> DOCUMENT TEXT
# # #

JOURNAL ARTICLE
RANDOMIZED CONTROLLED TRIAL

Distal Peripheral Nerve Blocks in the Forearm as an Alternative to Proximal Brachial Plexus Blockade in Patients Undergoing Hand Surgery: A Prospective and Randomized Pilot Study

José R Soberón, Joseph W Crookshank, Bobby D Nossaman, Clint E Elliott, Leslie E Sisco-Wise, Scott F Duncan
Journal of Hand Surgery 2016, 41 (10): 969-977
27524691

PURPOSE: Limited data exist regarding the role of perineural blockade of the distal median, ulnar, and radial nerves as a primary anesthetic in patients undergoing hand surgery. We conducted a prospective and randomized pilot study to compare these techniques to brachial plexus blocks as a primary anesthetic in this patient population.

METHODS: Sixty patients scheduled for hand surgery were randomized to receive either an ultrasound-guided supraclavicular, infraclavicular, or axillary nerve block (brachial plexus blocks) or ultrasound-guided median, ulnar, and radial nerve blocks performed at the level of the mid to proximal forearm (forearm blocks). The ability to undergo surgery without analgesic or local anesthetic supplementation was the primary outcome. Block procedure times, postanesthesia care unit length of stay, instances of nausea/vomiting, and need for narcotic administration were also assessed.

RESULTS: The 2 groups were similar in terms of the need for conversion to general anesthesia or analgesic or local anesthetic supplementation, with only 1 patient in the forearm block group and 2 in the brachial plexus block group requiring local anesthetic supplementation or conversion to general anesthesia. Similar durations in surgical and tourniquet times were also observed. Both groups reported similarly low numerical rating scale pain scores as well as the need for postoperative analgesic administration (2 patients in the forearm block group and 1 in the brachial plexus block group reported numerical rating scale pain scores > 0 and required opioid administration in the postanesthesia care unit). Block procedure characteristics were similar between the 2 groups.

CONCLUSIONS: Forearm blocks may be used as a primary anesthetic in patients undergoing hand surgery. Further research is warranted to determine the appropriateness of these techniques in patients undergoing surgery in the thumb or proximal to the hand.

TYPE OF STUDY/LEVEL OF EVIDENCE: Therapeutic II.

# # #

> SOURCE MATERIAL

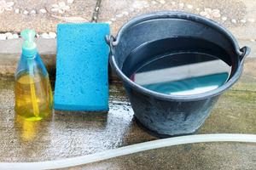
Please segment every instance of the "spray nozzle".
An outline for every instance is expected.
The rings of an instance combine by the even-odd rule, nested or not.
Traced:
[[[33,58],[38,53],[37,45],[34,42],[36,36],[35,31],[26,29],[21,31],[20,35],[24,39],[22,45],[22,54],[27,58]]]

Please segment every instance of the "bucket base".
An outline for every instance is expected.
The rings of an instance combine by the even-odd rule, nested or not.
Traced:
[[[146,128],[143,123],[140,122],[140,121],[136,117],[136,116],[134,116],[134,120],[136,122],[136,123],[142,128],[143,129],[145,132],[147,132],[148,133],[149,133],[152,136],[157,137],[157,138],[160,138],[160,139],[165,139],[165,138],[172,138],[172,137],[177,137],[177,136],[184,136],[184,135],[191,135],[191,134],[195,134],[199,128],[196,129],[195,132],[193,133],[182,133],[182,134],[177,134],[177,135],[170,135],[170,134],[160,134],[158,133],[155,131],[150,130],[148,128]]]

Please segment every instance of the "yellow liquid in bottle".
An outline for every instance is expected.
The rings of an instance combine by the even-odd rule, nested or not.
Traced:
[[[48,76],[21,75],[15,82],[15,112],[29,121],[51,114],[52,91]]]

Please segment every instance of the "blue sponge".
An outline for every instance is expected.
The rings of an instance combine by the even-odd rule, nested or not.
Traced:
[[[108,24],[57,26],[55,109],[108,110]]]

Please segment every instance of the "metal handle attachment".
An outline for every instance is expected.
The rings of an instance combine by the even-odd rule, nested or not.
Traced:
[[[240,49],[240,51],[241,52],[241,54],[240,55],[240,60],[241,60],[241,63],[243,63],[245,57],[250,54],[251,48],[245,46],[245,47],[241,48]]]
[[[108,45],[110,48],[110,54],[109,54],[113,55],[113,54],[114,54],[113,46],[116,46],[115,37],[113,37],[113,36],[112,36],[112,35],[107,35],[105,37],[105,39],[106,39],[106,42],[107,42]]]

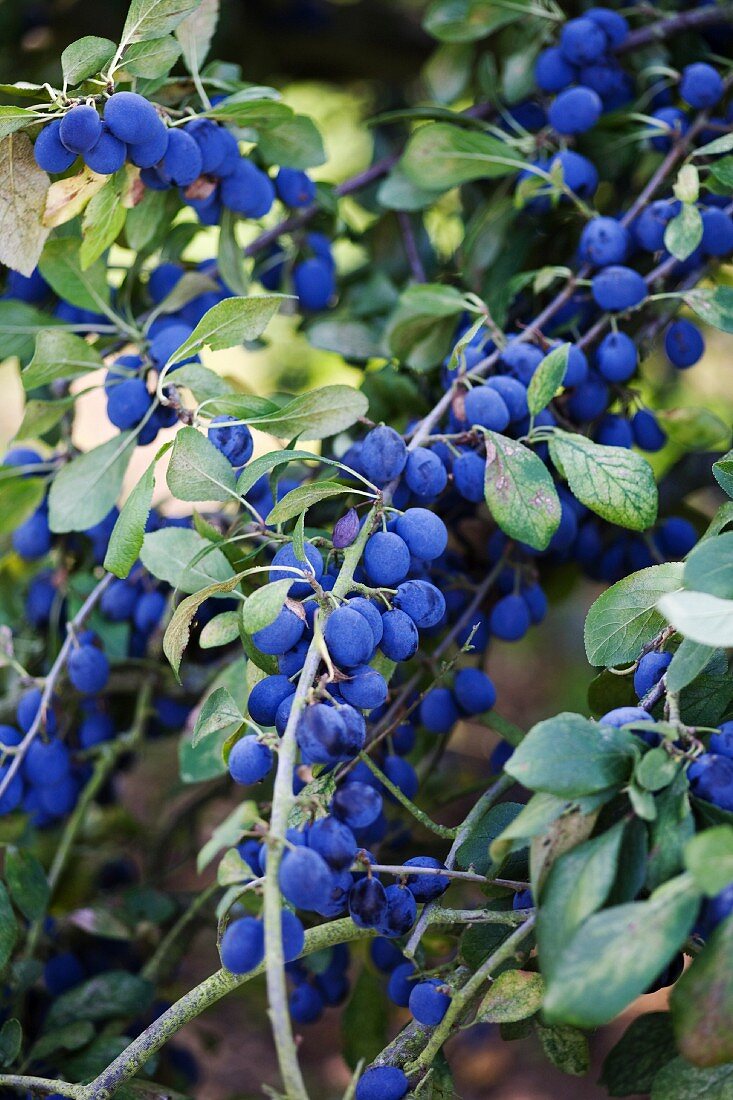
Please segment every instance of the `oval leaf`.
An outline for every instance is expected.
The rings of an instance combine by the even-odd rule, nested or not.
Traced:
[[[541,459],[515,439],[486,431],[483,494],[510,538],[545,550],[560,522],[560,501]]]

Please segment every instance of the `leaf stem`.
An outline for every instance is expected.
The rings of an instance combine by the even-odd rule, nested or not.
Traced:
[[[422,1074],[429,1069],[436,1054],[449,1037],[460,1016],[463,1014],[463,1011],[469,1008],[471,1001],[480,991],[482,986],[489,981],[492,971],[495,970],[502,963],[505,963],[514,956],[517,947],[527,938],[534,925],[535,915],[534,913],[529,913],[516,932],[513,932],[508,939],[504,941],[504,943],[489,956],[485,963],[482,963],[466,985],[453,993],[450,1004],[448,1005],[448,1011],[431,1033],[428,1042],[423,1047],[423,1050],[414,1062],[408,1063],[408,1065],[405,1066],[405,1072],[408,1076],[412,1076],[413,1074]]]
[[[434,822],[433,818],[428,814],[426,814],[424,810],[420,810],[419,806],[416,806],[415,803],[407,798],[406,794],[403,794],[400,788],[396,787],[395,783],[393,783],[392,780],[384,774],[379,765],[374,763],[374,761],[372,760],[372,758],[369,756],[368,752],[360,752],[359,759],[363,760],[366,767],[370,768],[371,771],[376,776],[380,783],[382,783],[382,785],[387,789],[390,794],[394,795],[397,802],[401,805],[403,805],[408,813],[413,815],[415,821],[418,821],[420,825],[424,825],[425,828],[429,829],[431,833],[436,833],[437,836],[442,836],[448,840],[452,840],[452,838],[458,833],[457,827],[450,828],[447,825],[438,825],[437,822]]]
[[[371,930],[357,927],[349,916],[330,921],[328,924],[321,924],[306,932],[305,945],[299,958],[324,950],[333,944],[369,939],[373,935],[374,932]],[[205,981],[176,1001],[144,1032],[141,1032],[90,1085],[68,1086],[74,1091],[65,1094],[73,1097],[74,1100],[109,1100],[109,1097],[113,1096],[124,1081],[134,1077],[145,1063],[182,1027],[220,1001],[222,997],[227,997],[228,993],[239,989],[240,986],[253,978],[258,978],[264,971],[264,963],[243,975],[231,974],[229,970],[217,970],[216,974],[206,978]],[[10,1082],[7,1078],[0,1078],[0,1085],[11,1084],[15,1088],[25,1089],[29,1087],[26,1084],[29,1080],[32,1078],[15,1078],[14,1081]],[[53,1084],[58,1086],[61,1082],[54,1081]],[[63,1090],[56,1087],[54,1091]]]
[[[0,799],[2,799],[3,794],[12,783],[14,777],[18,774],[20,767],[23,763],[23,760],[25,759],[25,754],[28,752],[31,745],[37,737],[39,733],[41,732],[41,726],[44,722],[46,711],[48,710],[48,705],[51,704],[51,700],[53,697],[54,688],[56,686],[56,682],[58,681],[59,676],[62,675],[66,667],[66,661],[72,651],[72,647],[74,645],[74,636],[76,631],[81,626],[84,626],[85,622],[97,606],[98,601],[101,598],[105,590],[107,588],[107,586],[110,584],[111,581],[112,581],[112,574],[106,573],[105,576],[101,579],[101,581],[97,584],[95,588],[92,588],[87,598],[84,601],[81,607],[76,613],[72,622],[67,624],[66,637],[64,639],[61,649],[58,650],[56,660],[51,666],[51,671],[46,676],[45,683],[43,685],[43,691],[41,693],[41,702],[39,703],[39,710],[35,713],[35,717],[31,723],[31,726],[25,737],[18,746],[18,750],[13,755],[8,766],[8,770],[2,777],[2,780],[0,780]]]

# # #

> STUDY QUESTIONS
**1.** Translate into Spanish the following sentence from the abstract on forearm nerve blocks: "Forearm blocks may be used as a primary anesthetic in patients undergoing hand surgery."
**2.** From the abstract on forearm nerve blocks, quote verbatim the passage that opens with the words containing "JOURNAL ARTICLE" and closes with "this patient population.".

> SOLUTIONS IN ORDER
**1.** Los bloqueos del antebrazo pueden emplearse como anestésico principal en pacientes sometidos a cirugía de la mano.

**2.**
JOURNAL ARTICLE
RANDOMIZED CONTROLLED TRIAL

Distal Peripheral Nerve Blocks in the Forearm as an Alternative to Proximal Brachial Plexus Blockade in Patients Undergoing Hand Surgery: A Prospective and Randomized Pilot Study

José R Soberón, Joseph W Crookshank, Bobby D Nossaman, Clint E Elliott, Leslie E Sisco-Wise, Scott F Duncan
Journal of Hand Surgery 2016, 41 (10): 969-977
27524691

PURPOSE: Limited data exist regarding the role of perineural blockade of the distal median, ulnar, and radial nerves as a primary anesthetic in patients undergoing hand surgery. We conducted a prospective and randomized pilot study to compare these techniques to brachial plexus blocks as a primary anesthetic in this patient population.